* **Görevler**
- 1) Hindistan seyahat yazısına göre aşağıdaki soruları yanıtlayın:
(a) Anlatıcı hangi ülkeye gitmeyi çok istiyordu?
(b) Geoffrey Hindistan'dan Fransa'ya Mart'ın kaçında dönmek zorundaydı?
(c) Haritalara baktıktan sonra sonunda nereye gitmeye karar verildi?
- 2) Hindistan seyahat yazısında "İrem’i beklemek zorundaydım" sözleriyle başlayıp "karar verdik; Rajasthan’a." sözlerine kadar süren kısmı harfi harfine aktarın.
- 3) Hindistan seyahat yazısını son cümlesinden sonra devam ettirin.

* **Metin alıntısı**
7 Mart 2011 Pazartesi

Cehenneme dönüş... CHENNAI - HİNDİSTAN

7 Mart 2011
Her zaman söylediğim gibi yolda planlar değişebilir. Yalnız bu sefer değiştiğinde biraz üzüldüm. Nepal’e gitmek çok istiyordum. Ama İrem istemeyince kabul etmek zorunda kaldım. Sadhana’da daha fazla kalmak ve sonrasında da Rishikesh’e gitmek istediğini söyleyince hayal kırıklığına uğradım. Sadhana’da daha fazla kalması benim Pondy’de daha fazla kalmam ve onu beklemem gerekiyordu. Artık sıkılmıştım ve yolda olmak, Nepal’e doğru ilerlemek istiyordum. Normal koşullarda muhtemelen ben kendi planlarıma göre hareket edip hemen yola çıkardım. İrem ile de Tayland’a geçmek üzere sonrasında bir yerde buluşurduk. Ama bacağım hala iyileşmemişti ve bu yüzden yalnız seyahat etmeye çekiniyordum. Hastaneye tek başına gitmek, doktor peşinde koşmak, pansuman yaptırmak, ilaçları almak, hemşireleri uyarmak gerçekten de çok zor ve insan bir noktada kendini  ‘çok yalnız’ ve bu yüzden de ‘çaresiz’ hissederken buluyor. Yoldayken bu olumsuz düşüncelere ne gerek var ayol? Canın acıdığında elinden tutup acını bir nebze de olsa paylaşacak birinin olması gerekiyor cidden. O yüzden de yalnız yolculuk yapma fikrini aklımdan çıkarmak zorunda kaldım.
İrem’i beklemek zorundaydım ve bu fikirden de hoşlanmamıştım, her ne kadar Geoffrey’de kalmak ve onunla zaman geçiriyor olmaktan çok hoşlansam da yoluma gitmek istiyordum. Beni kara kara düşünmekten kurtaran yine Geoffey oldu. Benimle Nepal’e gitmesi imkansızdı, ülkeden çıkarsa prosedür gereği 2 ay geri giremezdi ve Mart’ın 16’sında Fransa’ya Hindistan’dan dönmesi gerekiyordu. Ama kuzeye gidebileceğini, uçağa da Delhi’den binebileceğini söyleyince çok mutlu oldum. Hemen haritalar çıktı ortaya ve en sonunda çöle gitmeye karar verdik; Rajasthan’a.

* **Alıntılanan veriler**
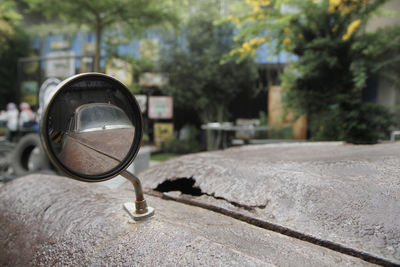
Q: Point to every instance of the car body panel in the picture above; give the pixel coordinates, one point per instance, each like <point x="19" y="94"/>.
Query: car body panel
<point x="52" y="220"/>
<point x="344" y="195"/>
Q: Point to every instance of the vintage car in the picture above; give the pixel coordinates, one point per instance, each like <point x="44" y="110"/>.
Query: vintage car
<point x="297" y="204"/>
<point x="94" y="135"/>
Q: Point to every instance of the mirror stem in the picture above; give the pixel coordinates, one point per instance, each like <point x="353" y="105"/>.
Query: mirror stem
<point x="138" y="210"/>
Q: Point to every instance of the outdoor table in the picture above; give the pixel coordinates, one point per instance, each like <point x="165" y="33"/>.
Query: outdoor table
<point x="212" y="129"/>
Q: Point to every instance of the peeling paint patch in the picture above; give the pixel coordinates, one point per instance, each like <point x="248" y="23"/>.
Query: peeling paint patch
<point x="187" y="186"/>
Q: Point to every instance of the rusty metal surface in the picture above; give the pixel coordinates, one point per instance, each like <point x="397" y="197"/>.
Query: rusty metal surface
<point x="55" y="221"/>
<point x="342" y="194"/>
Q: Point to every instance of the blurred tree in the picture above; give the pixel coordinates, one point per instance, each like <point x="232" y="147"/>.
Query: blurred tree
<point x="336" y="57"/>
<point x="9" y="19"/>
<point x="13" y="44"/>
<point x="198" y="79"/>
<point x="101" y="15"/>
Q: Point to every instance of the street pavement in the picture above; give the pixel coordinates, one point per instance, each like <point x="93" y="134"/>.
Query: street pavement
<point x="305" y="204"/>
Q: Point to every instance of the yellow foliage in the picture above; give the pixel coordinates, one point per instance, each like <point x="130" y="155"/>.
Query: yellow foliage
<point x="286" y="41"/>
<point x="346" y="6"/>
<point x="258" y="3"/>
<point x="351" y="28"/>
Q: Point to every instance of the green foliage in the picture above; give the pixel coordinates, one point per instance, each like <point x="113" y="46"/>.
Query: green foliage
<point x="354" y="122"/>
<point x="335" y="55"/>
<point x="197" y="79"/>
<point x="188" y="145"/>
<point x="16" y="48"/>
<point x="9" y="19"/>
<point x="125" y="16"/>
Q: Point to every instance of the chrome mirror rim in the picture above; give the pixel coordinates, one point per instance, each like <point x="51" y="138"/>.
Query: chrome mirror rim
<point x="137" y="136"/>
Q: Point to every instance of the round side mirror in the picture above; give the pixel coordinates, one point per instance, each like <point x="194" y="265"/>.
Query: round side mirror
<point x="91" y="129"/>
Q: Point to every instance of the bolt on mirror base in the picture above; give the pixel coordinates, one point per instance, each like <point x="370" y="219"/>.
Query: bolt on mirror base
<point x="136" y="213"/>
<point x="138" y="210"/>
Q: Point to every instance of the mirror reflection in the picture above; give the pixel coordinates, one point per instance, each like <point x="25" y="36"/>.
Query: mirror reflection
<point x="91" y="125"/>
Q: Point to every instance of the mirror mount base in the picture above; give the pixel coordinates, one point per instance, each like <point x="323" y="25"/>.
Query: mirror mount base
<point x="138" y="214"/>
<point x="138" y="210"/>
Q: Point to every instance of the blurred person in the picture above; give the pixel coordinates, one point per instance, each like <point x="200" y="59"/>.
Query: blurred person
<point x="11" y="118"/>
<point x="26" y="116"/>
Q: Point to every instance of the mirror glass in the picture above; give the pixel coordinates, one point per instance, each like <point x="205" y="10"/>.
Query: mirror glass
<point x="92" y="127"/>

* **Görev yanıtları**
- 1)
(a) Nepal'e.
(b) Mart'ın 16'sında.
(c) Çöle, yani Rajasthan'a.

- 2)
İrem’i beklemek zorundaydım ve bu fikirden de hoşlanmamıştım, her ne kadar Geoffrey’de kalmak ve onunla zaman geçiriyor olmaktan çok hoşlansam da yoluma gitmek istiyordum. Beni kara kara düşünmekten kurtaran yine Geoffey oldu. Benimle Nepal’e gitmesi imkansızdı, ülkeden çıkarsa prosedür gereği 2 ay geri giremezdi ve Mart’ın 16’sında Fransa’ya Hindistan’dan dönmesi gerekiyordu. Ama kuzeye gidebileceğini, uçağa da Delhi’den binebileceğini söyleyince çok mutlu oldum. Hemen haritalar çıktı ortaya ve en sonunda çöle gitmeye karar verdik; Rajasthan’a.

- 3)
Geoffrey’nin uçağı Chennai’den kalkıyordu. Ama Delhi’de aktarma yaptığı için oradan da binebilirdi. Önce Chennai – Delhi uçağının gününü değiştirmemiz mümkün mü diye seyahat acentasına gittik. Bunu öğrenmemiz bayağı bir zaman aldı, Hindistan Havayolları sağolsun, bir türlü cevap veremediler. Sonuç itibariyle tarihi değiştirmenin cezasının çok fazla olduğunu görünce, ayın 7’si sabahında Geoffrey Chennai’den ekspres trenle Delhi’ye gitmeye karar verdi. Ben tren biletimi daha önce aldığım için 7’si akşamında biniyordum ve 9’u sabahı da Delhi’de olacaktım. Geoffrey bir gün evvel varacaktı ve benim vardığım günün akşamı da Delhi’den beraber önce Rajasthan’da Jaisalmer’e ve Jodhpur’a gidip 15’inde Delhi’ye geri dönecektik. İrem ile de zaten aynı gün Delhi’de buluşacaktık.
Kodai’den döndüğümüzde hemen hazırlıklara başladık. Geoffrey’nin yapması gereken bir sürü alışveriş, veda etmesi gereken bir sürü insan vardı. Benim ise sadece homeopati uzmanını son kez görüp duasını almam yeterli olacaktı. Marika, yaramı temizleyip iyi olacağımı, ama fazla zorlamamı söyledi. Yine yola düşeceğim için duyduğum sevinçten dolayı bir sevgi böceğine döndüğümden dayanamayıp kadını kucakladım.
Pazar gecesi artık en son Yuyu’ya ve Christelle’e de güzel bir yemekle veda ettikten sonra hazırdık. Geoffrey’nin kocaman bir valizi olduğu için Chennai’ye taksi ile gidecektik. O sabah 6’da trenine binecek, bense tüm gün Chennai’de oyalanıp ancak akşam 7’de Delhi yolculuğuma başlayacaktım. Koca bir günü Chennai’de geçirecektim, Hindistan yolculuğuma başladığım ve beni Hindistan’dan anında soğutan o cehennemde...
Sabahın 5’i gibi şehrin içine girdiğimizde fazla bir trafik yoktu, şehrin artık ne tarafından giriş yaptıysak o başlangıçta gözlerime, burnuma, kulaklarıma inanmakta zorlandığım hiçbir şey yoktu ortalıkta. Sahil kenarında yürüyüş yapan çiftler, işlerine giden insanlar, temiz sokaklar, trafik kurallarına uyan araçlar... Sanki Chennai’de daha önceki yaşadıklarımız, anılarımız, izlenimlerimiz büyük birer yanılsamaymış gibi. Daha gündüz olmamasına verdim.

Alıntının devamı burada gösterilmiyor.